INSTRUCTION 1 —
For each statement, say yes or no depending on whether the blogging article supports it, and quote the exact words of the article that decide it. (a) Darren Rowse began blogging in 2005. (b) Digital Photography School has more readers than Problogger. (c) The conference took place at Etihad Stadium in Melbourne.
INSTRUCTION 2 —
Turn the paragraph of the blogging article that opens "Darren Rowse started blogging in 2002" into a short bulleted list that keeps its main facts.

SOURCE EXCERPT —
----------------

Darren Rowse began making a full-time living out of blogging in 2005. Photo: Supplied
Blogging. Monetising. Branding. These were three words that dominated last week's Problogger Training Event, a national conference for bloggers held at Melbourne's Etihad Stadium. These are people who live their lives online – sharing everything from craft patterns and cartoons to stories about their children, sport or business.
One thing's for sure, blogging is no longer just a part-time hobby for oversharers. It's an industry. And at the heart of this industry is the man who is indisputably one of the most influential bloggers in the world. Certainly, the most influential in Australia.
Darren Rowse started blogging in 2002 and began making a full-time income from it in 2005. While he has been involved in blogs focusing on a diverse range of topics over the years, his main blogs are now Problogger (321,000 readers) and Digital Photography School (around 986,000 readers). He earns money from blogging through advertising, affiliate links and selling products such as ebooks. When Rowse released his ebook 31 Days to a Better Blog in 2009, he says it generated more than $70,000 in eight days. The conference, now in its third year, is Rowse's initiative.

----------------

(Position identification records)

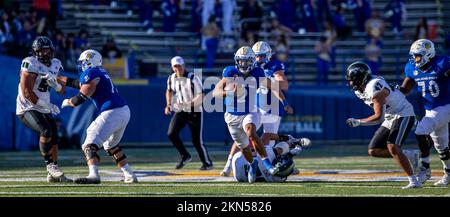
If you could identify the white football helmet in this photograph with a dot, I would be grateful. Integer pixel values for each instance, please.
(245, 59)
(262, 48)
(90, 59)
(423, 49)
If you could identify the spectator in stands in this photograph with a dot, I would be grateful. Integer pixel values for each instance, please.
(323, 12)
(42, 7)
(277, 29)
(251, 15)
(373, 55)
(323, 51)
(282, 50)
(396, 11)
(145, 8)
(82, 42)
(60, 46)
(211, 34)
(331, 35)
(343, 31)
(285, 12)
(218, 13)
(196, 11)
(71, 53)
(421, 29)
(110, 49)
(170, 11)
(361, 11)
(248, 38)
(308, 17)
(375, 26)
(24, 40)
(227, 10)
(7, 32)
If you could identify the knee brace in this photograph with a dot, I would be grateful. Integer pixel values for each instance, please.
(90, 151)
(444, 155)
(113, 151)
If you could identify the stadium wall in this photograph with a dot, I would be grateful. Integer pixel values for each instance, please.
(320, 114)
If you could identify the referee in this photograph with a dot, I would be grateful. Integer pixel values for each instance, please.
(188, 93)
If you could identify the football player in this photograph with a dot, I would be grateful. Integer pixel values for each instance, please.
(33, 106)
(239, 85)
(430, 73)
(271, 113)
(280, 154)
(392, 110)
(108, 127)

----------------

TASK ANSWER 1 —
(a) No: "Darren Rowse started blogging in 2002"
(b) Yes: "Problogger (321,000 readers) and Digital Photography School (around 986,000 readers)"
(c) Yes: "held at Melbourne's Etihad Stadium"

TASK ANSWER 2 —
- Started blogging in 2002 and has earned a full-time income from it since 2005.
- Has been involved in blogs on many topics. His main blogs now are Problogger (321,000 readers) and Digital Photography School (around 986,000 readers).
- Earns money through advertising, affiliate links and selling products such as ebooks.
- Says his 2009 ebook 31 Days to a Better Blog generated more than $70,000 in eight days.
- The conference, now in its third year, is his initiative.